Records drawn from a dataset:
-- -- --
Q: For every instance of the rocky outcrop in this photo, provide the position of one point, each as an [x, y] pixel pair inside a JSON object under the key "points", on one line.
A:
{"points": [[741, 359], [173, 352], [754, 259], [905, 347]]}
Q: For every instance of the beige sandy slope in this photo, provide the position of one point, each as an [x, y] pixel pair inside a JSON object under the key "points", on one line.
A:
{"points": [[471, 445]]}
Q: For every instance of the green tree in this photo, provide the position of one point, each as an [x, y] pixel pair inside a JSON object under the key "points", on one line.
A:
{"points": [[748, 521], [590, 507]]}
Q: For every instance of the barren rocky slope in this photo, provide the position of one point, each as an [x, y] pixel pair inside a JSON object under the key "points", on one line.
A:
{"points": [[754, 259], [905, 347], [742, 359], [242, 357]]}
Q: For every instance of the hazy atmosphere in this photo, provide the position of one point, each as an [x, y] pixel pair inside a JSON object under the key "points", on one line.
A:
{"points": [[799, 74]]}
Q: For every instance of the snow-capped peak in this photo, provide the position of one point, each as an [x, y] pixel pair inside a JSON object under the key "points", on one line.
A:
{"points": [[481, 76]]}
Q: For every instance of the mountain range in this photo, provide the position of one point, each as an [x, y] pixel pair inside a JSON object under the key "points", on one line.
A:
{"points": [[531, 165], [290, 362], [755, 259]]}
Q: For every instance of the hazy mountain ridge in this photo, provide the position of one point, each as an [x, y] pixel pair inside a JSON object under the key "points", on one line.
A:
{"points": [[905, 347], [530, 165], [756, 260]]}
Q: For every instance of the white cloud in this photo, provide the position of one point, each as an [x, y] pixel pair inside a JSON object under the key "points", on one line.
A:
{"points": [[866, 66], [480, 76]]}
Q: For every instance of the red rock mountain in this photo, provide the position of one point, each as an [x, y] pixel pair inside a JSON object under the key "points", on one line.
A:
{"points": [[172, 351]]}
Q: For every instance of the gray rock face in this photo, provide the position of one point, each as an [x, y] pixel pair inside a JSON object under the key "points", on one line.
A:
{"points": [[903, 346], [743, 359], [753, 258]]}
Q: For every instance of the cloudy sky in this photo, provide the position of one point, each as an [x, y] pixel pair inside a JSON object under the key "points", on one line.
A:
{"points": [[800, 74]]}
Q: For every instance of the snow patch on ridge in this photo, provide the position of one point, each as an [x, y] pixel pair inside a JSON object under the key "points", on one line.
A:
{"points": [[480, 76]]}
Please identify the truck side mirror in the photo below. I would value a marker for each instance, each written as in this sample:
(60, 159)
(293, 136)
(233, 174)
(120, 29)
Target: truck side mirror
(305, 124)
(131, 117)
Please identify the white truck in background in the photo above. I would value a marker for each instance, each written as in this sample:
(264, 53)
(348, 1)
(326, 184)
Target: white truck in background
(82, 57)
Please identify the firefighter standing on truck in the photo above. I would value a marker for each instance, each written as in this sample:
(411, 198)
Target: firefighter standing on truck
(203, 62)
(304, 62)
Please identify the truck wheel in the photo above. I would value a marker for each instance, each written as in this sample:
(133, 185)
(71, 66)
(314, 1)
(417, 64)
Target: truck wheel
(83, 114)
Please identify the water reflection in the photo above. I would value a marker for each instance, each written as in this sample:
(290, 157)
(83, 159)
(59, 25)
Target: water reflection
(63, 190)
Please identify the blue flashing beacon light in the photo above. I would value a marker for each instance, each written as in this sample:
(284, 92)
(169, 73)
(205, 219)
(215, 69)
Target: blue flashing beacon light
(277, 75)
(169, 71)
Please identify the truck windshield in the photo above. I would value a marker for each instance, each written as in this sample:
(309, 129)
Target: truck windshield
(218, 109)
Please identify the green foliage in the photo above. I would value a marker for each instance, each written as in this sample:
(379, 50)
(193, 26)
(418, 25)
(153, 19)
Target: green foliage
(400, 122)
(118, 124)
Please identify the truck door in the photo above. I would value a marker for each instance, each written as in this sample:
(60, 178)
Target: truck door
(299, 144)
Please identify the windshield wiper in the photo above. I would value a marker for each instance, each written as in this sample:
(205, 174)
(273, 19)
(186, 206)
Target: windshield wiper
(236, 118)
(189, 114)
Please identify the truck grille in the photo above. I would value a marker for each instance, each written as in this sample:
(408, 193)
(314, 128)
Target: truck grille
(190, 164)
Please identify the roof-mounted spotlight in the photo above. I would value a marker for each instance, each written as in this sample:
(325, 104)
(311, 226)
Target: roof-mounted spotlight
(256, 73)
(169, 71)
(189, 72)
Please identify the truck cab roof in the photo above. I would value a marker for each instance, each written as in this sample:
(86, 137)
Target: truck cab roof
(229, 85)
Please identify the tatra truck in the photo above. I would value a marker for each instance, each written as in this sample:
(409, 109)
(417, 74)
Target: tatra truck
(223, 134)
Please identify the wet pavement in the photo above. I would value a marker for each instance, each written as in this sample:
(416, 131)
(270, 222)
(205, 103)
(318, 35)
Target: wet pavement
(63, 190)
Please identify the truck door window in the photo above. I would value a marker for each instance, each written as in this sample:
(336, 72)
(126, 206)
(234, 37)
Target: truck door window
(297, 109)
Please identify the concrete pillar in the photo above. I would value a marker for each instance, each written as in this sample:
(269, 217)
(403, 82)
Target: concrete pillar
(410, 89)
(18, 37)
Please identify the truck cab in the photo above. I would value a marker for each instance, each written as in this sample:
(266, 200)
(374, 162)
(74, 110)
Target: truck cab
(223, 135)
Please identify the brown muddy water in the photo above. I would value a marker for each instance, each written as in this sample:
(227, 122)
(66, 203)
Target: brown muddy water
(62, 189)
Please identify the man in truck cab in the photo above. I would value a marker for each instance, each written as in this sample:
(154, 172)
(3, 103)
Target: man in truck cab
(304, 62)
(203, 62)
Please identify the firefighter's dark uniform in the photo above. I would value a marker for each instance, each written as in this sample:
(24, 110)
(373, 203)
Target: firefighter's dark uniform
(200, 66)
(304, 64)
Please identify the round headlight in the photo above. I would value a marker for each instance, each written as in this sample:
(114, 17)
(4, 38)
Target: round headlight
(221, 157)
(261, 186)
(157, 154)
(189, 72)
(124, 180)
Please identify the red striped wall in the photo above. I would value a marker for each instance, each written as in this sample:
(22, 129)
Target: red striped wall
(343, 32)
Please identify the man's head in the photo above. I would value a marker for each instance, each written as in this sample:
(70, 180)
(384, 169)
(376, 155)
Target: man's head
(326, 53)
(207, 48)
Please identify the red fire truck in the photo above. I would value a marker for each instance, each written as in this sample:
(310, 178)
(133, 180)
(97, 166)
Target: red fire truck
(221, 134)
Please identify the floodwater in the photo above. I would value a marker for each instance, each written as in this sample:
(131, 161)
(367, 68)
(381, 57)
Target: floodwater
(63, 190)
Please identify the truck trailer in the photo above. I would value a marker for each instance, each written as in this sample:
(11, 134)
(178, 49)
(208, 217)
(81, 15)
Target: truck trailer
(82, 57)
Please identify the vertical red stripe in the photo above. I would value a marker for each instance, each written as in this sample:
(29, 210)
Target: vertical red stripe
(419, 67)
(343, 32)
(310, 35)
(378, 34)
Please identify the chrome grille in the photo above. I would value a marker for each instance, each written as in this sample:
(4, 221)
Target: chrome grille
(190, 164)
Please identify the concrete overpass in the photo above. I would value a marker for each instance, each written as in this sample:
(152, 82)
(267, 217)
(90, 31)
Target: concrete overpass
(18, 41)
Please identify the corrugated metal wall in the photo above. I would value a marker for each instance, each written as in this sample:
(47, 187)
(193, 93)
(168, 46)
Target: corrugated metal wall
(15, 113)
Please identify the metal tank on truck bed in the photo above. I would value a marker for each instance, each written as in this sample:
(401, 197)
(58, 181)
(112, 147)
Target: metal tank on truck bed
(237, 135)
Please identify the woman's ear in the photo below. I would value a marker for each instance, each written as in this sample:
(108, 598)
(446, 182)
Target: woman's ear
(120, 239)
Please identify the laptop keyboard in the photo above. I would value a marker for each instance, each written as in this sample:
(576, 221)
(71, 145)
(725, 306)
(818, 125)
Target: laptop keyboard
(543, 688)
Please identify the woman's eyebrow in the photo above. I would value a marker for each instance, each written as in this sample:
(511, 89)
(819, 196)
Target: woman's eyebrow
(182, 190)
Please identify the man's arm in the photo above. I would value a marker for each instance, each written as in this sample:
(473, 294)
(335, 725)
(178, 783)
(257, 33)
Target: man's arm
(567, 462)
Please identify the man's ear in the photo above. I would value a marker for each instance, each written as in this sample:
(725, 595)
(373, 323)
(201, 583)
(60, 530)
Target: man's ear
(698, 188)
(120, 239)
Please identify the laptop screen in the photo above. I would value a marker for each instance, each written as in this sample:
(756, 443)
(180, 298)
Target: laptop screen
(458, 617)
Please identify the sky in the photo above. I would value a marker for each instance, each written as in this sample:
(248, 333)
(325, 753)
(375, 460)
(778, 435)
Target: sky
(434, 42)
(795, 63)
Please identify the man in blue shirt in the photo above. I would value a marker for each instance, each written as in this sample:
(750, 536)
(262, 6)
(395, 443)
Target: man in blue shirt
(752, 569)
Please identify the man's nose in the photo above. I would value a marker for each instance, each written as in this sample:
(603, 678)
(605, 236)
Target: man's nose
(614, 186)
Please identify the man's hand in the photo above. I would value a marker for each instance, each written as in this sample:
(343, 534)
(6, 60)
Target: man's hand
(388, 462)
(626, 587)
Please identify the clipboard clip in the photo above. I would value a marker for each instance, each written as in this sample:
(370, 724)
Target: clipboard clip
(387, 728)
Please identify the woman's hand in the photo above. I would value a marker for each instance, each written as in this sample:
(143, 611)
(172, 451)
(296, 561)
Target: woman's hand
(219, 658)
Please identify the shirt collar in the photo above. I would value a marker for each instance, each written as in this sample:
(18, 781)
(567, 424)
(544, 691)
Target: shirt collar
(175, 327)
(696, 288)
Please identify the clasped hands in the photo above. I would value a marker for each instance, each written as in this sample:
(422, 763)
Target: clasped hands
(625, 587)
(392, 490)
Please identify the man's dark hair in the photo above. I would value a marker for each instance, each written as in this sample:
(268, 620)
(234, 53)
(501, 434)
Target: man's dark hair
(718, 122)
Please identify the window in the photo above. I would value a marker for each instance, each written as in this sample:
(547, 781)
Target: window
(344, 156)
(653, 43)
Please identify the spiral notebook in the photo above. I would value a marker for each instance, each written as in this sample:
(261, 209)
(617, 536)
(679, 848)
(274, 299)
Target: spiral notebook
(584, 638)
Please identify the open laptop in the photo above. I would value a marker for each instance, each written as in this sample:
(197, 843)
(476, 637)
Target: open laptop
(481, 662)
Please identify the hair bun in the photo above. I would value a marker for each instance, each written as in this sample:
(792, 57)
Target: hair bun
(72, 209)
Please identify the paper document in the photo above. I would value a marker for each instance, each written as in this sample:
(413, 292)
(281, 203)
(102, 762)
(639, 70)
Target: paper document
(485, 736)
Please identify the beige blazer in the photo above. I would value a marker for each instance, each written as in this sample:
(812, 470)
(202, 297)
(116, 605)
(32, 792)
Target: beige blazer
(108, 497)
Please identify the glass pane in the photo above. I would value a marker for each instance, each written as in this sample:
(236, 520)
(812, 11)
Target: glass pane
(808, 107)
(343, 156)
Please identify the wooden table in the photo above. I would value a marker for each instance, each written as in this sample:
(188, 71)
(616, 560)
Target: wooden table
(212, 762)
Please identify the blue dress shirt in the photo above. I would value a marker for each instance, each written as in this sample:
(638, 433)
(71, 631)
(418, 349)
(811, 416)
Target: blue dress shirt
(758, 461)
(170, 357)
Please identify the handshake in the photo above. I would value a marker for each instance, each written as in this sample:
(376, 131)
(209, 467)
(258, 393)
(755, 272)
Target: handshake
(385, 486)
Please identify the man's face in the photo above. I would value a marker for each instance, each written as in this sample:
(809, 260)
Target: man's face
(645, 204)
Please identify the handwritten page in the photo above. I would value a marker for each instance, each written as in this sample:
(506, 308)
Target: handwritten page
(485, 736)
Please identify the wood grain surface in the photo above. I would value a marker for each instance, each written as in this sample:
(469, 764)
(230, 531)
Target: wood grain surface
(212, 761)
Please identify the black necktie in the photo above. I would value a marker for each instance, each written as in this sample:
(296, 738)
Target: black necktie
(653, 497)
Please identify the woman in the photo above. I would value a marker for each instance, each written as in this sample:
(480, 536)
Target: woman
-- -- --
_AIM OF THE EXERCISE_. The answer must consist of every line in the records above that contains the word "rocky".

_RESULT BELOW_.
Q: For every instance of the rocky outcrop in this photo, provide the position of one point, each as an [x, y] pixel pair inside a JSON object under the key "points", on one line.
Q: For every instance of the barren rocky slope in this photo, provide the position of one point, each as an [x, y] pixel pair inside a JSON object under the key "points", on one line.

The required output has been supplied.